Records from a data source
+++
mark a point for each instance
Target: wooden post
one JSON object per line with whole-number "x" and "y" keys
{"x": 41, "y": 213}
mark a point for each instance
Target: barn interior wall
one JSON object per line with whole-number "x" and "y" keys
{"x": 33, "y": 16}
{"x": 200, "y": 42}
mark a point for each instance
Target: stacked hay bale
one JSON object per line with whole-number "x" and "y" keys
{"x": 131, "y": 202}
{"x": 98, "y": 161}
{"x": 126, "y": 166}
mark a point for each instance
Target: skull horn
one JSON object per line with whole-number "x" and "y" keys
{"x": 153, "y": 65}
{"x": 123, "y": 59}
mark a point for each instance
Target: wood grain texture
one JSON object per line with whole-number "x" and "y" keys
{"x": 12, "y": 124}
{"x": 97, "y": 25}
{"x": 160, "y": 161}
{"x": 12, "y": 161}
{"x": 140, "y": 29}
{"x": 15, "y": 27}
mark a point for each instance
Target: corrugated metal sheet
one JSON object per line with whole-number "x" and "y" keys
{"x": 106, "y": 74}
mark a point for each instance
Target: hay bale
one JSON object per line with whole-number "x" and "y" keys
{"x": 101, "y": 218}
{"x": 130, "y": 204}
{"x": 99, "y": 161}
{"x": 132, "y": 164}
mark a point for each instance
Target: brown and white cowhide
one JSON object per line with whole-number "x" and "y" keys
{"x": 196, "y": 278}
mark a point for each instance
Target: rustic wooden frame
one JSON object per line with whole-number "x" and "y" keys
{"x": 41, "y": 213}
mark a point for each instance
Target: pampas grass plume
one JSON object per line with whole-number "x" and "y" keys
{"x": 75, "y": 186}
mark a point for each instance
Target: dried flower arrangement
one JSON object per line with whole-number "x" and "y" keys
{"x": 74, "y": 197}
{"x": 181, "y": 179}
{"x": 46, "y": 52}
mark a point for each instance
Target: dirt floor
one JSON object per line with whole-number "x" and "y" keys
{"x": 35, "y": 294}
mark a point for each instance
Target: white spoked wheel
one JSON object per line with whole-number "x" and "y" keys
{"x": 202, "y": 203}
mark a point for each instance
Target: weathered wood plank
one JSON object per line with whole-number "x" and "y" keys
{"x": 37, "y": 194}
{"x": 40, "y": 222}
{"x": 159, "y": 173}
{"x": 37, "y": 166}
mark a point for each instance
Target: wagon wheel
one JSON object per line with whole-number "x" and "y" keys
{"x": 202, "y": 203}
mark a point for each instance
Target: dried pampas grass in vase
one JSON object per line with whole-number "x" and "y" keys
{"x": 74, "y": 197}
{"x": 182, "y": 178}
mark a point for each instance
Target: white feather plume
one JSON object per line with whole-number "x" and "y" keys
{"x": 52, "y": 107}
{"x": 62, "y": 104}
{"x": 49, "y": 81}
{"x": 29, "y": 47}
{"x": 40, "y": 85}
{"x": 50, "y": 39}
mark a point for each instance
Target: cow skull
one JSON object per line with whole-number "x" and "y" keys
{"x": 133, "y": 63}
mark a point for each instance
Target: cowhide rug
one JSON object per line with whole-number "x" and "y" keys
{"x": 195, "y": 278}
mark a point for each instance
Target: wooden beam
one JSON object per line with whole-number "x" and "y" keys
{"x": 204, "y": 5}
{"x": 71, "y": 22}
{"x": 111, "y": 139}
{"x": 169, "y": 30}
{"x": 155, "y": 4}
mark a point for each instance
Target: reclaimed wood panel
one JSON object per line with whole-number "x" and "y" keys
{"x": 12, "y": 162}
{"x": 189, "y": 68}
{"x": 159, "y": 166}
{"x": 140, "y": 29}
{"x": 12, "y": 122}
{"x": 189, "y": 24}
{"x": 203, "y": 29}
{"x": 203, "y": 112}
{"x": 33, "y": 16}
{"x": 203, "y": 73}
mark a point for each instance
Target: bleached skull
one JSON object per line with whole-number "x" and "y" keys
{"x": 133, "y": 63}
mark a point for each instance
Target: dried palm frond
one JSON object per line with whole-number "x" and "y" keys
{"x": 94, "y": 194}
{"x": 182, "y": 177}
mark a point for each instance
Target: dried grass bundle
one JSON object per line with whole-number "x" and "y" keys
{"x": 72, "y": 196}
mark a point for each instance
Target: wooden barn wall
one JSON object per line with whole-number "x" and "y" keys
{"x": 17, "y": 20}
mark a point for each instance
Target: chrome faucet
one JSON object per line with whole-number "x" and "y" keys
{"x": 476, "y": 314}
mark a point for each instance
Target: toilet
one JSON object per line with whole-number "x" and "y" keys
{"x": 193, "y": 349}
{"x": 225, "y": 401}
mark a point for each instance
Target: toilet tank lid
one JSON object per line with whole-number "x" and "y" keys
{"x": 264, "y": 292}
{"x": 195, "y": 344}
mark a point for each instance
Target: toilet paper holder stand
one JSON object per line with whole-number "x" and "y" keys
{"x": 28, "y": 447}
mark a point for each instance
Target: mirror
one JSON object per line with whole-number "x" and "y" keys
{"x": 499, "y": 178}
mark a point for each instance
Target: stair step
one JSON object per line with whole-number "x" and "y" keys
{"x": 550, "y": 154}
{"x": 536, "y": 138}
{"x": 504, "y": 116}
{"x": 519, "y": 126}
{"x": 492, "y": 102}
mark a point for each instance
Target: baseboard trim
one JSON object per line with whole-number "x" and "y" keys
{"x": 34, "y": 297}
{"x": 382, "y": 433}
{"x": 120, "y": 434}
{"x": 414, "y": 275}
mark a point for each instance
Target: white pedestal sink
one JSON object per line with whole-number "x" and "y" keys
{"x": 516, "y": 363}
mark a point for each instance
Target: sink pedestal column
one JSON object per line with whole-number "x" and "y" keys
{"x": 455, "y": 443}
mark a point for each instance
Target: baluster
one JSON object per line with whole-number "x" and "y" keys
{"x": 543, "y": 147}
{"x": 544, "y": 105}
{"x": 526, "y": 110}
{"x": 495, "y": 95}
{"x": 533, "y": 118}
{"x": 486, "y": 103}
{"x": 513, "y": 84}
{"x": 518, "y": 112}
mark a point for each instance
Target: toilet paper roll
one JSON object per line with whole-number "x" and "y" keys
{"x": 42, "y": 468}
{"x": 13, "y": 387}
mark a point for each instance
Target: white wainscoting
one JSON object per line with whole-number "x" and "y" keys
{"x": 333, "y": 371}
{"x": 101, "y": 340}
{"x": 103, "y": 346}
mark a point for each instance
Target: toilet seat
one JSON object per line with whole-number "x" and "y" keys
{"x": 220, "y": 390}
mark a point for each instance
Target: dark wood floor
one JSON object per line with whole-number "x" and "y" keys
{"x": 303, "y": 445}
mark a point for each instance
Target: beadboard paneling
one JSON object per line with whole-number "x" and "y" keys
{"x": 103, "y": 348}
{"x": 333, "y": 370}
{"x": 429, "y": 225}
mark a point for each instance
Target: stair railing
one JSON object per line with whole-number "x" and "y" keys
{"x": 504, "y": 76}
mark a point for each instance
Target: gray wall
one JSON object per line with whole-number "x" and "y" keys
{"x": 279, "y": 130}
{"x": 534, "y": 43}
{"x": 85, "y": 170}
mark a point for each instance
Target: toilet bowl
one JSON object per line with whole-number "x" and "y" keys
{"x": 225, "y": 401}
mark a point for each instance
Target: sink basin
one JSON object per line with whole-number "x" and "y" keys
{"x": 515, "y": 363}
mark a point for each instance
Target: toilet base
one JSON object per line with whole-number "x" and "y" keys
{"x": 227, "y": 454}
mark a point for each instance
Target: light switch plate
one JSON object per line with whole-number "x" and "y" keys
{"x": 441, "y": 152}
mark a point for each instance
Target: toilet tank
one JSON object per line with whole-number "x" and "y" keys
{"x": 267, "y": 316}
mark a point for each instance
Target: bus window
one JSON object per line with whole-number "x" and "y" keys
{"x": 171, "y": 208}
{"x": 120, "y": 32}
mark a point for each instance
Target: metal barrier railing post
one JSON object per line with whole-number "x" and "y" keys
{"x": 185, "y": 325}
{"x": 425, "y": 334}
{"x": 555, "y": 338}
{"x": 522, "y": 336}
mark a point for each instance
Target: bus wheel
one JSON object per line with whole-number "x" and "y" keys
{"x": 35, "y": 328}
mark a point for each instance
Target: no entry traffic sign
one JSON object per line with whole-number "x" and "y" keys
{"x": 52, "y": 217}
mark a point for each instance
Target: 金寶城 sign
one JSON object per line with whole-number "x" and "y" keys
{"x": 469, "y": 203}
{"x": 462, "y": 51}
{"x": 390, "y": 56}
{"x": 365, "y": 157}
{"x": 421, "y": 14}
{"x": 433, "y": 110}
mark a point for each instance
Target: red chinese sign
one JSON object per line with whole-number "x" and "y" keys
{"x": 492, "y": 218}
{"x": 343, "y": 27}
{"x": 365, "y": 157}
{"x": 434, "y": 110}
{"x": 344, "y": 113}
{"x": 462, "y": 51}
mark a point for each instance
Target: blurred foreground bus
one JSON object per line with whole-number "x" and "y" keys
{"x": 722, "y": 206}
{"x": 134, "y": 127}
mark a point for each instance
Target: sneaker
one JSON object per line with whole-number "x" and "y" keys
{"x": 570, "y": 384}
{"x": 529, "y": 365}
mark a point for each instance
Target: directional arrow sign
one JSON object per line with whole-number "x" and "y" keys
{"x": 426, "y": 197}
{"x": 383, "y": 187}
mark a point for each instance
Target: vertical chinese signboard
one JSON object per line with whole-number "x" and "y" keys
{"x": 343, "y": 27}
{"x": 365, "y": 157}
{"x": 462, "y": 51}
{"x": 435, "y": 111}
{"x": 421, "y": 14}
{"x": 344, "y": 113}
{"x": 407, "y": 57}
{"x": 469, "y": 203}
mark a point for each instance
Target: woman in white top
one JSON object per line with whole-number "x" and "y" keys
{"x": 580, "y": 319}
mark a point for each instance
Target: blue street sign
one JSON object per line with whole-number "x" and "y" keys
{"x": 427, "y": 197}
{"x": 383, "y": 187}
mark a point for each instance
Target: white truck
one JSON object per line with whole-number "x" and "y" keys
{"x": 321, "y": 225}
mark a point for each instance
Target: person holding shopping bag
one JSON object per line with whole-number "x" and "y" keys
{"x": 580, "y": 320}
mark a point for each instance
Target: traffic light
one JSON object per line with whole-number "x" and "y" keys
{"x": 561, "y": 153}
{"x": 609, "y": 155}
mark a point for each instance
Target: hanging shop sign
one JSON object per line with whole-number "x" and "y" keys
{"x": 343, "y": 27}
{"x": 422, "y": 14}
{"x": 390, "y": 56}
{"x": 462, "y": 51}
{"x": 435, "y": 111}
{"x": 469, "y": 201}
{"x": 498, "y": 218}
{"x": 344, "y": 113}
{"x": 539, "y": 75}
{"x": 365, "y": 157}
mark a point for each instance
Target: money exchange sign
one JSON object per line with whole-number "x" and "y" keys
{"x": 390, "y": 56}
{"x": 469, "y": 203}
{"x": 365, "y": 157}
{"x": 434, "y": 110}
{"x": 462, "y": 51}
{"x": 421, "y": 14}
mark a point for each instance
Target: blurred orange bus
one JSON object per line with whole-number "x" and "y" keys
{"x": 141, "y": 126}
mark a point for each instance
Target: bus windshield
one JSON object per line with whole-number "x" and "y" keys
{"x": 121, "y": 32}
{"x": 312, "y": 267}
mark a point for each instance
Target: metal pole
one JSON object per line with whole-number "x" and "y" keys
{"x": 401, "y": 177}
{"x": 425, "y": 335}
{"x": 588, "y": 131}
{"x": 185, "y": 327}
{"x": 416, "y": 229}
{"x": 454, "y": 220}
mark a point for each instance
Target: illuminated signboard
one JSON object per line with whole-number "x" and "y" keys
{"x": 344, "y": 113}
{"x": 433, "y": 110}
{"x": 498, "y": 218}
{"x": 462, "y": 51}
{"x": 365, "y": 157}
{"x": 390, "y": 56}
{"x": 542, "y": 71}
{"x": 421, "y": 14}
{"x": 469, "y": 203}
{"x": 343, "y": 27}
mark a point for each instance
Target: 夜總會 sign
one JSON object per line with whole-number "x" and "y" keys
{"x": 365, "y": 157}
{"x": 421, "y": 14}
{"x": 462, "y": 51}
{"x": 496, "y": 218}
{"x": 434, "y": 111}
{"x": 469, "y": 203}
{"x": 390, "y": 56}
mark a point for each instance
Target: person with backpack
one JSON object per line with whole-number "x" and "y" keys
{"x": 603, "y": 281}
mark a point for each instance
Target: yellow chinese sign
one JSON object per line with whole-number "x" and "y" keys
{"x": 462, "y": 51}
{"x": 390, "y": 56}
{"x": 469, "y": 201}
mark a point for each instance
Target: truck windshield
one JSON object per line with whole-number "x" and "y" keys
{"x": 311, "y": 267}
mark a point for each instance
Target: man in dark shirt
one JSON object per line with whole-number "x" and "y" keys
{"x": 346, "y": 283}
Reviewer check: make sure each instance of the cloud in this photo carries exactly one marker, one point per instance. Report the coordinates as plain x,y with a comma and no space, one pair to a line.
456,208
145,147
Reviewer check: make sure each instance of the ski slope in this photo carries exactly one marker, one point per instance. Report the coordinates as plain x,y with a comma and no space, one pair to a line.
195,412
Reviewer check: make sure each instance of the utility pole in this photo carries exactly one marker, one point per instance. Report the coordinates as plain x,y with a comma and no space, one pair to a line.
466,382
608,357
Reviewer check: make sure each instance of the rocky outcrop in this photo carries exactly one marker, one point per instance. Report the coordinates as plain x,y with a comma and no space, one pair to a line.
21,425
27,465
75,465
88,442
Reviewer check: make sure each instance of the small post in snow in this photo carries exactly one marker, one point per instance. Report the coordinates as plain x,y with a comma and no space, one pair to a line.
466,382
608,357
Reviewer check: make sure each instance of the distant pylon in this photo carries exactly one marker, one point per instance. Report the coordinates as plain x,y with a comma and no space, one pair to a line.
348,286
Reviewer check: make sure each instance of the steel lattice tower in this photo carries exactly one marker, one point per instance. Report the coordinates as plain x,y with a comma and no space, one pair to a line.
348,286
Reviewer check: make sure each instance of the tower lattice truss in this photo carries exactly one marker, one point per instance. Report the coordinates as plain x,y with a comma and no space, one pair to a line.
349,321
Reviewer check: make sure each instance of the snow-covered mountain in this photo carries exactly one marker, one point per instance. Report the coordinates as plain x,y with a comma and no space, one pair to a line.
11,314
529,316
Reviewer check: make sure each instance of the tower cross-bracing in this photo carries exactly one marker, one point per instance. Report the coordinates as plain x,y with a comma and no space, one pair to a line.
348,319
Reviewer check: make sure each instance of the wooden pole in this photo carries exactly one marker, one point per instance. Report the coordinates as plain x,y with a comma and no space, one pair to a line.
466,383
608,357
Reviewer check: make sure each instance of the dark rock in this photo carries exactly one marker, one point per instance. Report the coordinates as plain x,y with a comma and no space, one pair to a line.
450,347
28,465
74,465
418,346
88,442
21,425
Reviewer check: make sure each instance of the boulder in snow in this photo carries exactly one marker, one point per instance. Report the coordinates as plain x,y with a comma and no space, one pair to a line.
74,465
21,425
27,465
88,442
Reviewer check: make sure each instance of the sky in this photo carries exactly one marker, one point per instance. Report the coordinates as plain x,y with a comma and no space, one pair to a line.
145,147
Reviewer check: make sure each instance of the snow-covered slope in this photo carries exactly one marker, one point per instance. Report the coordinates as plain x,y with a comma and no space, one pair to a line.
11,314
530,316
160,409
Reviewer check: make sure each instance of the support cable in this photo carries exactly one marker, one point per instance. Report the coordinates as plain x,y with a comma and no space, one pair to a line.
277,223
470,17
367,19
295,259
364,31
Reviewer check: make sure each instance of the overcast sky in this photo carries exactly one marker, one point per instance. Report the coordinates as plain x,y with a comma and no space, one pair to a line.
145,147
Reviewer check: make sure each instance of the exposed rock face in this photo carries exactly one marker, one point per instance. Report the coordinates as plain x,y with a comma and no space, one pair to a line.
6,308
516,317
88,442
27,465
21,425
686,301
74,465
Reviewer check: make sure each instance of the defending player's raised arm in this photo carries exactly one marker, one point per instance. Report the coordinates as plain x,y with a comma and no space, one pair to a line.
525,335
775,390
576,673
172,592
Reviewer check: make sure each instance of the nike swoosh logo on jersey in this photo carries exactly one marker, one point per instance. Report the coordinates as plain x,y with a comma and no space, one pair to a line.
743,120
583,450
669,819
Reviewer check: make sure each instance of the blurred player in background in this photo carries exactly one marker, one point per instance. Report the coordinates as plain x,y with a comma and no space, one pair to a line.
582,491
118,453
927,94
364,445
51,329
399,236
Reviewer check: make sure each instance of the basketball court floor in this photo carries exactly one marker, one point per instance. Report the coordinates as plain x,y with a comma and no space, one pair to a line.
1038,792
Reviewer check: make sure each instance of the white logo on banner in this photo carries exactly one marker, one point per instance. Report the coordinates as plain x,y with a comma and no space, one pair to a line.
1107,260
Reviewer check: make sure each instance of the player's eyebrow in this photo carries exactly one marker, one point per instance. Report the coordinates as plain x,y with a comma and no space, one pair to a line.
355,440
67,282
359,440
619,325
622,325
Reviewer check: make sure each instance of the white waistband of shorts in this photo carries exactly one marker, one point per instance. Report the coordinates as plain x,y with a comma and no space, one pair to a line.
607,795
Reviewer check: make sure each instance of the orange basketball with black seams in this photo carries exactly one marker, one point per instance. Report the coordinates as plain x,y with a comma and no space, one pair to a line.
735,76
+++
Output the records above exactly, from their first line through the line that contains "Target: wood grain texture", and add nothing.

**Result**:
mark a point for each instance
Target: wooden post
one JSON object per line with whole-number "x" and "y" keys
{"x": 41, "y": 213}
mark a point for each instance
Target: barn interior wall
one JSON object per line with whole-number "x" and "y" keys
{"x": 33, "y": 16}
{"x": 200, "y": 42}
mark a point for each instance
Target: stacked hay bale
one JSON object per line with whole-number "x" and "y" keys
{"x": 131, "y": 202}
{"x": 98, "y": 161}
{"x": 126, "y": 166}
mark a point for each instance
Target: skull horn
one JSON object per line with whole-number "x" and "y" keys
{"x": 153, "y": 65}
{"x": 123, "y": 59}
mark a point for each instance
Target: wood grain texture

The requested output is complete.